-- TEXT --

— Begin —

I really enjoyed the conversation today about AI and Disability. I believe we still need more supports for Disabilities in the health care sector and have much to improve!

David Dyer Lawson | July 22, 2021

Outside of ethical considerations, I wondered if the panelists could discuss the economic advantages to creating inclusive AI? Specifically, it'd be very cool to hear if Microsoft had any data to show how inclusive AI improved corporate ROI/ROE. Since we live in an era of neoliberalism, we can we avoid thinking about economics?

Mitali Karnat | July 22, 2021

Can you talk about accessible AI based 3D scanning applications that can be used by blind and partially sighted individuals?

Jennifer Chadwick | July 22, 2021

You shared great examples of barriers caused by AI. Does We Count have a document sharing specific examples, user feedback, experiences of people with disabilities to understand the depth of the impact?

Alan Harnum | July 22, 2021

Do we need to move beyond the primarily complaint-based and individual rights based enforcement for disabled people impacted or potentially impacted by technology? (cards on the table, I feel the continued retrenchment of exclusion every time there's new technology stems in large part from those predominant models of "resolution")

Margot Whitfield | July 22, 2021

Can AI critique be used to help us see our basis or be used to help employers realize their bias? Are there examples of this? Is there a way to access an AI error/bias (say for example in the case of hiring) for the case of an individual so they could advocate for getting a chance for an interview? Maybe people who use AI in their applications would need to input their assumptions publicly on their products/services as a way for individuals to critique these assumptions... Would this be an important issue to advocate for?

Merve Hickok | July 22, 2021

I am an AI ethicist (former senior HR practitioner and HR Tech sme). Everything you said is crucial in the employment context. I am also concerned that these practices will lock certain people 'permamently' out of certain industries / positions / companies as these tools become more prevalent. If AI systems are designed to have systems to ensure all outcomes are in compliance with 4/5ths rule, it gives no space to challenge these systems legally

Susan Till | July 22, 2021

What do you think of gathering personal data (related to disability, race, and other aspects of diversity) via a survey on a business's website to collect info about its users? Assume that users would be fully informed on how this data would be used.

— End —

-- DATASET RECORDS --
— Begin —

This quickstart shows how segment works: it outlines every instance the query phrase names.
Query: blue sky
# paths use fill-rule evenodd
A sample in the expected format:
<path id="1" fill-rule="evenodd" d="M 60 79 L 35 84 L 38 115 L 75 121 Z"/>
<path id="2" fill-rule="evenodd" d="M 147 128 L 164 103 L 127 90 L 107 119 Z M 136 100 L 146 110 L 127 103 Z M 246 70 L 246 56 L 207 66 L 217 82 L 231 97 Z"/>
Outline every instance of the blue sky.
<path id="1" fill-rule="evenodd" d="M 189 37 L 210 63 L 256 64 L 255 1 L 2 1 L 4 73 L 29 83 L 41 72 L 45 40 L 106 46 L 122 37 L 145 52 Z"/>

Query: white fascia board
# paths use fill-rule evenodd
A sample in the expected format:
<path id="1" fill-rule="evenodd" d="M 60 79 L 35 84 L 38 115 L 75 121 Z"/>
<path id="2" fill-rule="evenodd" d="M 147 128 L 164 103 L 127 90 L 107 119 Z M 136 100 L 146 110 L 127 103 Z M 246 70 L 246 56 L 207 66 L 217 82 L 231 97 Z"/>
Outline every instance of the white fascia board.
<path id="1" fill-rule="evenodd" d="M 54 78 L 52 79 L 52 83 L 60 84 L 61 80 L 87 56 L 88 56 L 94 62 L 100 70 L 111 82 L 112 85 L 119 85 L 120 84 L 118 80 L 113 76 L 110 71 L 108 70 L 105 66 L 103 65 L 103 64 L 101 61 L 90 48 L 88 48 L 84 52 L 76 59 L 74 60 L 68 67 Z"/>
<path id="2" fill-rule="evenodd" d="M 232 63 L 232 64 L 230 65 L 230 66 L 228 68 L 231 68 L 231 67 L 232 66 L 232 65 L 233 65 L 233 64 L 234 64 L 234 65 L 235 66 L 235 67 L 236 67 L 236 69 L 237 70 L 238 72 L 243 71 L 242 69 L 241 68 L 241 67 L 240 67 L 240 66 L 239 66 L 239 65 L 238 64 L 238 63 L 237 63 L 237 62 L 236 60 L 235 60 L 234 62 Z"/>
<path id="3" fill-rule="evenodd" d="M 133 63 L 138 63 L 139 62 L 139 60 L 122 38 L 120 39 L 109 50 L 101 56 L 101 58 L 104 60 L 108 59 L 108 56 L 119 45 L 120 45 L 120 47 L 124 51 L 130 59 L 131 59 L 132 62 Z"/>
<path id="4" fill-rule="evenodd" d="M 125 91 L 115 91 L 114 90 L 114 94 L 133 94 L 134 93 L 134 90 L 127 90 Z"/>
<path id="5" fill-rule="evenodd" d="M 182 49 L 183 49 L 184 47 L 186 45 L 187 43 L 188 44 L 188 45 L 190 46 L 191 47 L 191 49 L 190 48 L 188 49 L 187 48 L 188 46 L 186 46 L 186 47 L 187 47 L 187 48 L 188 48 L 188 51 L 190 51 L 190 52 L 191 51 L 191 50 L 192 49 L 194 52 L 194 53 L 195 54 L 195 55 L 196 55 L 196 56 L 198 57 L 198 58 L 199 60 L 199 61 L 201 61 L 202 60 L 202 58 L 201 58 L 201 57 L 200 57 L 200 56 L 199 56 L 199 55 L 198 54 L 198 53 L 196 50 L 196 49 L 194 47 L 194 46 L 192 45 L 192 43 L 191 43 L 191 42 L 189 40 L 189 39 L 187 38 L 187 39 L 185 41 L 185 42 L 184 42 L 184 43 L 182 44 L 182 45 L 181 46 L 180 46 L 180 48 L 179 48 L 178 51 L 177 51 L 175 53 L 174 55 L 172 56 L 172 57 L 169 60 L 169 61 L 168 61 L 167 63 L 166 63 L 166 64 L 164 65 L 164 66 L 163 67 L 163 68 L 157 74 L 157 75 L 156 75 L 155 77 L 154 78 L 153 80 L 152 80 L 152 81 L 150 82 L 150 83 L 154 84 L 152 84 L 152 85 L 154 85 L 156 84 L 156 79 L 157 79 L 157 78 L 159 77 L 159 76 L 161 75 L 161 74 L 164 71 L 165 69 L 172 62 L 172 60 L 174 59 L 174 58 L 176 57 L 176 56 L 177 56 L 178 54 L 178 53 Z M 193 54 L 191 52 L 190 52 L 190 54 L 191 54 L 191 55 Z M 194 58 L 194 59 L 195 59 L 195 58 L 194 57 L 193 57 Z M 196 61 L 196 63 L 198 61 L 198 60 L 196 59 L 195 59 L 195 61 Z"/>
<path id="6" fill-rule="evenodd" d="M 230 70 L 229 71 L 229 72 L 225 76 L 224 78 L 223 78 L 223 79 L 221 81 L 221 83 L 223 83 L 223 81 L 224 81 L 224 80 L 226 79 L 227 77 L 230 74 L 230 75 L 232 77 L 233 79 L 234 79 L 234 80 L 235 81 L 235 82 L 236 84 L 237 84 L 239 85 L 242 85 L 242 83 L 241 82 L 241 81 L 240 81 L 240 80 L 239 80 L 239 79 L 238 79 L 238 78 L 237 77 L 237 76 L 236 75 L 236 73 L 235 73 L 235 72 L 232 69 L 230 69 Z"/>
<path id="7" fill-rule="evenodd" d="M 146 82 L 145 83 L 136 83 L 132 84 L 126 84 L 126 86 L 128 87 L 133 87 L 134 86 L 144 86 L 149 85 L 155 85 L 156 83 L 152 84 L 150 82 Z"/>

— End —

-- SHORT PROBLEM 1 --
Output the part of the comment thread between "Outside of ethical" and "thinking about economics?", inclusive, copied exactly.
-- SHORT PROBLEM 2 --
From the rows, return the lines between the line holding "Query: white fascia board" and the line holding "125 91 L 115", inclusive, and only those lines, reproduced verbatim.

-- RESULT 1 --
Outside of ethical considerations, I wondered if the panelists could discuss the economic advantages to creating inclusive AI? Specifically, it'd be very cool to hear if Microsoft had any data to show how inclusive AI improved corporate ROI/ROE. Since we live in an era of neoliberalism, we can we avoid thinking about economics?

-- RESULT 2 --
Query: white fascia board
# paths use fill-rule evenodd
A sample in the expected format:
<path id="1" fill-rule="evenodd" d="M 60 79 L 35 84 L 38 115 L 75 121 Z"/>
<path id="2" fill-rule="evenodd" d="M 147 128 L 164 103 L 127 90 L 107 119 Z M 136 100 L 146 110 L 127 103 Z M 246 70 L 246 56 L 207 66 L 217 82 L 231 97 Z"/>
Outline every instance of the white fascia board.
<path id="1" fill-rule="evenodd" d="M 54 78 L 52 79 L 52 83 L 60 84 L 61 80 L 87 56 L 88 56 L 94 62 L 100 70 L 111 82 L 112 85 L 119 85 L 120 84 L 118 80 L 113 76 L 110 71 L 108 70 L 105 66 L 103 65 L 103 64 L 101 61 L 90 48 L 88 48 L 84 52 L 76 59 L 74 60 L 68 67 Z"/>
<path id="2" fill-rule="evenodd" d="M 232 63 L 232 64 L 230 65 L 230 66 L 228 68 L 231 68 L 231 67 L 232 66 L 232 65 L 233 65 L 233 64 L 234 64 L 234 65 L 235 66 L 235 67 L 236 67 L 236 69 L 237 70 L 238 72 L 243 71 L 242 69 L 241 68 L 241 67 L 240 67 L 240 66 L 239 66 L 239 65 L 238 64 L 238 63 L 237 63 L 237 62 L 236 60 L 235 60 L 234 62 Z"/>
<path id="3" fill-rule="evenodd" d="M 133 63 L 138 63 L 139 62 L 139 60 L 122 38 L 120 39 L 109 50 L 101 56 L 101 58 L 104 60 L 108 59 L 108 56 L 119 45 L 120 45 L 120 47 L 124 51 L 130 59 L 131 59 L 132 62 Z"/>
<path id="4" fill-rule="evenodd" d="M 125 91 L 115 91 L 114 90 L 114 94 L 133 94 L 134 93 L 134 90 L 127 90 Z"/>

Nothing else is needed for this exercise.